- Task instructions -
Rewrite the entries below with "Put a point on" replaced by "Mark" wherever it occurs, leaving everything else unchanged. Omit the pictures from your answer.

--- start Supplied material ---

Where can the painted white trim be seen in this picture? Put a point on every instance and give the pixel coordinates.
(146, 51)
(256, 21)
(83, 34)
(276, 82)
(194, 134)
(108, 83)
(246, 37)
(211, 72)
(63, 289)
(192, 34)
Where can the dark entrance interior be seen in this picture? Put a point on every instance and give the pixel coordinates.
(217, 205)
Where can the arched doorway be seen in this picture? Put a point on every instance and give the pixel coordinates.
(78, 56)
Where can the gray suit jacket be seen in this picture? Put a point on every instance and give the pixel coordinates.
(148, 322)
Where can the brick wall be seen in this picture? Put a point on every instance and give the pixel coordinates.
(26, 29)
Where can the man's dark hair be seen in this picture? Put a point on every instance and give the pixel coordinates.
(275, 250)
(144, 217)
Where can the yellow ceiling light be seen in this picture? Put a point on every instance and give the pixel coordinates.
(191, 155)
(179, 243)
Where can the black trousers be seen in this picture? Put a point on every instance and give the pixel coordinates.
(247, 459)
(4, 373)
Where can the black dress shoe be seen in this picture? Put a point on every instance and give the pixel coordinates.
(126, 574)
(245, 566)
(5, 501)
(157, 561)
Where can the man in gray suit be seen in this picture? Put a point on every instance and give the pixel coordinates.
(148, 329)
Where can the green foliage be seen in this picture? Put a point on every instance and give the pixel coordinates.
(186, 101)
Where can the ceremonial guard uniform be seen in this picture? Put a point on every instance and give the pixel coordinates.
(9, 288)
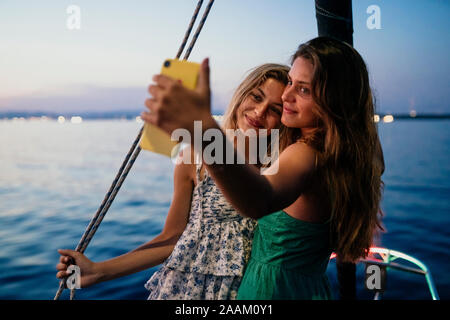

--- end Supplied material ---

- Result -
Where can the painted white trim be seen in this picture? Mark every instance and give the pixel coordinates.
(146, 51)
(256, 21)
(83, 34)
(276, 82)
(194, 134)
(108, 83)
(246, 37)
(211, 72)
(63, 289)
(192, 34)
Where can the dark entrance interior be seen in this picture? Mark every instance and give the pixel coordinates.
(217, 205)
Where can the arched doorway be seen in this picture? Mark every instance and give the pixel coordinates.
(78, 56)
Where can the gray suit jacket be seen in this picture? Mark every instance and give the pixel coordinates.
(148, 322)
Where can the brick wall be seen in this picture? Mark every instance and give the pixel coordinates.
(26, 29)
Where can the man's dark hair be seen in this picture? Mark every instance and give the pixel coordinates.
(275, 250)
(144, 217)
Where can the yellow ceiling light be seen in this picture? Mark every instance and give the pixel coordinates.
(191, 155)
(179, 243)
Where can the black trousers be seen in this picture? Mark every instance and give the pixel coordinates.
(247, 459)
(4, 373)
Where can the black dress shoe be seen in this picture? Mark every instance and give the pixel coordinates.
(126, 574)
(245, 566)
(5, 501)
(157, 561)
Where can the man in gray suit be seen in this picture? Mark every instance and give the pixel coordinates.
(148, 329)
Where can the green foliage be seen in this picture? Mark every instance and give the pixel coordinates.
(186, 101)
Where can the ceremonial guard uniform be seen in this picture? Mark every instance and give the pixel coordinates.
(9, 288)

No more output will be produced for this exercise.